## Tasks
**a.** According to the oral health article, gingivitis is the medical term for what?
**b.** Reproduce the oral health article word for word from "Whether it’s general" to "emergency can be.".
**c.** Pick up the oral health article from its final line and keep writing.
::: Document extract :::
4 Common Oral Health Challenges 

Whether it’s general discomfort or an unplanned visit to the dentist, oral health challenges can quickly and unexpectedly disrupt your daily life. Some oral health problems are caused by poor health practices. But others happen due to no fault of yours. If you’ve ever chipped or cracked a tooth then you know how painful and frustrating an dental emergency can be.

It’s good to know how to identify signs of these issues and how to prevent them, if possible. This article will review 4 common oral health challenges. And we’ll offer a few proactive tips for keeping you out of the dentist’s chair (unless it’s for a routine cleaning or checkup).  


What it is: Gingivitis is the medical term for gum inflammation. It can be mild to severe, but severe cases can often lead to worse issues, including periodontal disease. Like many oral health challenges, gingivitis typically starts with plaque buildup that encourages bacterial growth. Bacteria (and the toxins they produce) infect the gums, causing them to harden, swell, and turn red. 

Primary symptoms:

  • Swollen or bleeding gums.
::: Data supplied :::
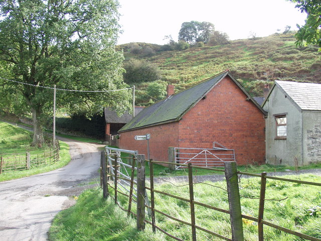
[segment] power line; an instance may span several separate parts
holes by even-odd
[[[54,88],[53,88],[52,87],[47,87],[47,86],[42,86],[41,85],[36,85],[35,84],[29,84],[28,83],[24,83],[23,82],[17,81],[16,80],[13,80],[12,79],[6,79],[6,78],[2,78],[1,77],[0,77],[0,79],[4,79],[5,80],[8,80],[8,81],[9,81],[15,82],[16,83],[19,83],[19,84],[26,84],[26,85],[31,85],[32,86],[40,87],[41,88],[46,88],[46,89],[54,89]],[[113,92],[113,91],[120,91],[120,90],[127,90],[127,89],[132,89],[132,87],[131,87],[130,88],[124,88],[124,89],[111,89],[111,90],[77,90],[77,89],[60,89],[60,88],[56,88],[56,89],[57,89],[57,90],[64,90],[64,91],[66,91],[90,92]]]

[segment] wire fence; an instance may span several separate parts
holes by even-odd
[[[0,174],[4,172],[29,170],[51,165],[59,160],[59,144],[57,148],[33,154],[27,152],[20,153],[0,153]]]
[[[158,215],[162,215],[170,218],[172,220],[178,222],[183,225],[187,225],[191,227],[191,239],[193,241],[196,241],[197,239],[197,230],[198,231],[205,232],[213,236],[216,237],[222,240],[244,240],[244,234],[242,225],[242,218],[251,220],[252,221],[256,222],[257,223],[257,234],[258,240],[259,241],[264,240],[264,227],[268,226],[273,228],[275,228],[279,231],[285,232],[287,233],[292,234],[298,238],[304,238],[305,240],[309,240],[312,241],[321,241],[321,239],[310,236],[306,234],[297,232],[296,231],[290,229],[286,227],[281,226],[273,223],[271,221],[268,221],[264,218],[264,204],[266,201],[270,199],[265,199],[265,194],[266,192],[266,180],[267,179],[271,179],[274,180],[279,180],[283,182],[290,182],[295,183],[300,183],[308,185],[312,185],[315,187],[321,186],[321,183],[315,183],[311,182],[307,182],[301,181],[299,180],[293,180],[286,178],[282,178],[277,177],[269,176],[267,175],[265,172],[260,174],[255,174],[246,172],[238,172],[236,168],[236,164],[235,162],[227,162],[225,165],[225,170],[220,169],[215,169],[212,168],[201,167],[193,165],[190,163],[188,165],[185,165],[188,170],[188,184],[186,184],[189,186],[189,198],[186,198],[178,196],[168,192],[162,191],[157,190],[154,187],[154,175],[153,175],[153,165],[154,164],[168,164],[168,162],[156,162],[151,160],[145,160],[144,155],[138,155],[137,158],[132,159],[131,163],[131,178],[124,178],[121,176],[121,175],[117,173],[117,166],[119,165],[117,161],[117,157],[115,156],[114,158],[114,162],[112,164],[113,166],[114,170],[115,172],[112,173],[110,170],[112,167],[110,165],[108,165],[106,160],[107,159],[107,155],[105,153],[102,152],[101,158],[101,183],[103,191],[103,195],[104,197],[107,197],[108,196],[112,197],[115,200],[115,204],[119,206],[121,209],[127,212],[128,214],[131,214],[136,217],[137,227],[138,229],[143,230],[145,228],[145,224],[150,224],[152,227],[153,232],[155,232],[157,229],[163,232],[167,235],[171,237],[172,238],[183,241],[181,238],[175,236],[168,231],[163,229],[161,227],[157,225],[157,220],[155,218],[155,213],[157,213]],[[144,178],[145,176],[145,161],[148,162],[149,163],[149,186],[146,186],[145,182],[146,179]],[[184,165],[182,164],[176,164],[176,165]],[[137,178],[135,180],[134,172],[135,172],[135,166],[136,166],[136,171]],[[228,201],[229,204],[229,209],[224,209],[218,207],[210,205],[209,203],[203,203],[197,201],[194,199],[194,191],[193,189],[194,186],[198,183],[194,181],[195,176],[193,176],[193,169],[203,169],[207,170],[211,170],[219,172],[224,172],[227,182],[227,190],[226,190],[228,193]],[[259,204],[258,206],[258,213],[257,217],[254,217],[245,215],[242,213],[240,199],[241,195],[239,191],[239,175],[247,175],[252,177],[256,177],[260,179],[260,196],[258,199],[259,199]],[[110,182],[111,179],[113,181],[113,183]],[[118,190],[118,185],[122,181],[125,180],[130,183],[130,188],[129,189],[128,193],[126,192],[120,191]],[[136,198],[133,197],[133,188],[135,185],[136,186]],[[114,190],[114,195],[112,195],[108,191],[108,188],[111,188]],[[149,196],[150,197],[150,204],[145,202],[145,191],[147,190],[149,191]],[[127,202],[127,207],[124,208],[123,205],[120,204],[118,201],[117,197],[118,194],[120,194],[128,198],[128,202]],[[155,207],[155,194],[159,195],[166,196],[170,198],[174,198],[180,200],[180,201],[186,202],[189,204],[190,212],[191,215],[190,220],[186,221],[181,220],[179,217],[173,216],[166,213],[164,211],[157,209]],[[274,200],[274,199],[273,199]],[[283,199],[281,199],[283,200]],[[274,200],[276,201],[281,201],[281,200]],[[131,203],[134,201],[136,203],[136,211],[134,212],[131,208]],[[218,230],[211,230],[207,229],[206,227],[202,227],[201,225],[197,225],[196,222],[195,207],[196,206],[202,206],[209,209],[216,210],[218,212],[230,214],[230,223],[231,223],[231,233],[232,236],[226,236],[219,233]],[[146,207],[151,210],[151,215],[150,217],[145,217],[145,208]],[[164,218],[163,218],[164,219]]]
:::
## Answers
**a.** Gum inflammation.

**b.**
Whether it’s general discomfort or an unplanned visit to the dentist, oral health challenges can quickly and unexpectedly disrupt your daily life. Some oral health problems are caused by poor health practices. But others happen due to no fault of yours. If you’ve ever chipped or cracked a tooth then you know how painful and frustrating an dental emergency can be.

**c.**
  • Pain around the gum line.
  • Gum discoloration (bright red, or darkened).

Proper brushing and flossing are a great start for preventing gingivitis. But gingivitis can also be caused by infections from improperly cleaned orthodontic appliances, alcohol and tobacco use, or some medications. 


When you ask someone if they have healthy teeth, they’ll usually respond by telling you how many cavities they have (or have had filled). It’s a popular way of tracking how well you care for your teeth. It’s also a point of pride for many to keep their cavity count low. Cavities are one of the most frequent dental issues, and they are the result of tooth decay. Decay is typically caused by inconsistent (or poor) cleaning habits like brushing and flossing. 

Cavities occur when decay progresses beyond a small fissure or pit on the tooth’s surface to permanent damage. They can only be fixed through a filling.

Primary symptoms:

  • Light to severe pain.
  • Increased sensitivity.
  • Observable holes in teeth, or tooth discoloration.
  • Chronic bad breath.  

Decay happens through the course of normal wear and tear, which degrades naturally occurring tooth enamel. The high consumption of sugary drinks or frequent snacking only speeds up decay, along with bad cleaning habits. Healthy eating habits, regular dental checkups, and good cleaning practices will keep your cavity count low.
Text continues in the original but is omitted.